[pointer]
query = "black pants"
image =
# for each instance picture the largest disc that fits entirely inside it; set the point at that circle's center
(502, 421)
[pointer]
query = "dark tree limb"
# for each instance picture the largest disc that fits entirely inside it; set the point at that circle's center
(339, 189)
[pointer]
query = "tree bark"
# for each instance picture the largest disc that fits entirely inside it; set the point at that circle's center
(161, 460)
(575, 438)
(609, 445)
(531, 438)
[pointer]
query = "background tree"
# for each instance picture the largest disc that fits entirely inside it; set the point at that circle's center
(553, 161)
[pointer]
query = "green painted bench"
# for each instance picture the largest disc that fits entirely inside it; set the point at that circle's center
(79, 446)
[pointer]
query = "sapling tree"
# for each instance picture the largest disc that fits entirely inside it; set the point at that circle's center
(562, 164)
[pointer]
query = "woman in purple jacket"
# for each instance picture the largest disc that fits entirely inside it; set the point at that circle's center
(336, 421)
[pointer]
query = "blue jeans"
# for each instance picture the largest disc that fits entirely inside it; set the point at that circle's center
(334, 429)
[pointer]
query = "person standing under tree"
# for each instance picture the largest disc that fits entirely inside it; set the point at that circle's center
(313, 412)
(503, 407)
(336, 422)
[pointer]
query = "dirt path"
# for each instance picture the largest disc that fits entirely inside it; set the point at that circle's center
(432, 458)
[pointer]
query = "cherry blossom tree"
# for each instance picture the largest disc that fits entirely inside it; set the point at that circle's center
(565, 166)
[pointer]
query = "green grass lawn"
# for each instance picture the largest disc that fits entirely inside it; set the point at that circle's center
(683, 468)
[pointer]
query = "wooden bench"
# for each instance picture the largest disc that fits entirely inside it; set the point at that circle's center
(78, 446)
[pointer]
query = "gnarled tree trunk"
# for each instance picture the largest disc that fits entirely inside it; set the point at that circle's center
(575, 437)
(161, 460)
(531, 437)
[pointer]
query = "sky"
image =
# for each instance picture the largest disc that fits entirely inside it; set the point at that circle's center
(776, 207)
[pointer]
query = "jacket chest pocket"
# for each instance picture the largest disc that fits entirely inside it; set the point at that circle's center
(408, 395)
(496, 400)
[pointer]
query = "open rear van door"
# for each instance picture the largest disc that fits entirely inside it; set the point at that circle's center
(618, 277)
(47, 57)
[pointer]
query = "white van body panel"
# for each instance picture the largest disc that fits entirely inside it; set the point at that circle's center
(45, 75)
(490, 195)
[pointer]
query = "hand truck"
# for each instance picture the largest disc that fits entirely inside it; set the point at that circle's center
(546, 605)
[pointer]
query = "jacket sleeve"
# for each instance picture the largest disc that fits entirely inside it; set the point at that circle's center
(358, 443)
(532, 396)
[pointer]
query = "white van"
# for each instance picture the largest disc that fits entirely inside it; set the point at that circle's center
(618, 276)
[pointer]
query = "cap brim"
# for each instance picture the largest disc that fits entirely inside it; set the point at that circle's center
● ● ● ●
The full set of records must be output again exactly.

[pointer]
query = "black pants"
image =
# for each instance picture the largest disc that fits entirely inside it; set the point at that circle's center
(502, 421)
[pointer]
query = "dark tree limb"
# for each instance picture the largest disc that fits entirely inside it; set the point at that circle's center
(339, 189)
[pointer]
query = "tree bark"
# for each instance picture the largest disc that fits entirely inside it; set the point at that circle's center
(161, 460)
(575, 438)
(609, 445)
(531, 438)
[pointer]
query = "background tree"
# for each instance picture the largest disc that fits entirely inside it; set the point at that circle's center
(553, 161)
[pointer]
query = "green painted bench"
# for each instance picture the largest disc that fits entirely inside it; set the point at that circle's center
(79, 446)
[pointer]
query = "sapling tree"
# for each instance picture the largest disc that fits entirely inside it; set the point at that circle's center
(562, 164)
[pointer]
query = "woman in purple jacket"
# for each instance picture the largest disc that fits entirely inside it; set the point at that circle's center
(336, 421)
[pointer]
query = "blue jeans"
# for each instance picture the largest disc that fits entirely inside it; set the point at that circle's center
(334, 429)
[pointer]
query = "person standing under tree"
# for each instance picture the largest disc that fits entirely inside it; set the point at that circle's center
(313, 412)
(503, 407)
(336, 422)
[pointer]
query = "dirt path"
# for each instance picture the largest disc that fits entirely inside it; set the point at that circle's center
(432, 458)
[pointer]
query = "cherry blossom tree"
# for each instance picture the largest disc that fits entirely inside it; set the point at that circle's center
(565, 166)
[pointer]
query = "green grass lawn"
# for each instance picture the largest disc that fits entirely inside it; set the point at that circle's center
(683, 468)
[pointer]
query = "wooden bench"
# for each instance picture the largest disc that fits entirely inside it; set the point at that circle's center
(78, 446)
[pointer]
query = "gnarled tree trunk"
# for each instance picture the largest disc that fits entirely inside it; set the point at that circle's center
(575, 437)
(161, 460)
(531, 437)
[pointer]
query = "sky"
image =
# for each instance picture the largest disc that fits entirely inside it; set the point at that circle's center
(776, 207)
[pointer]
query = "jacket chest pocket"
# for each instance picture the largest disc that fits entirely inside it; set the point at that circle's center
(408, 395)
(496, 400)
[pointer]
query = "open rear van door"
# for each instance picture the largest disc that fits entirely inside it; set the point at that circle's center
(618, 277)
(47, 57)
[pointer]
query = "white van body panel"
# for each instance picture the largest disc that fits entirely inside it; set the point at that circle's center
(45, 75)
(490, 195)
[pointer]
query = "hand truck"
# for each instance picture the largest disc that fits entirely inside it; set the point at that circle's center
(546, 605)
[pointer]
query = "jacket sleeve"
# for each instance picture the largest disc that fits entirely inside it; set the point at that circle's center
(358, 443)
(532, 396)
[pointer]
query = "white van"
# for each instance picture the largest disc that fits entirely inside it; set the point at that circle's center
(618, 276)
[pointer]
query = "cap brim"
# for each instance picture the largest disc that fits entirely inside it; set the point at that circle's center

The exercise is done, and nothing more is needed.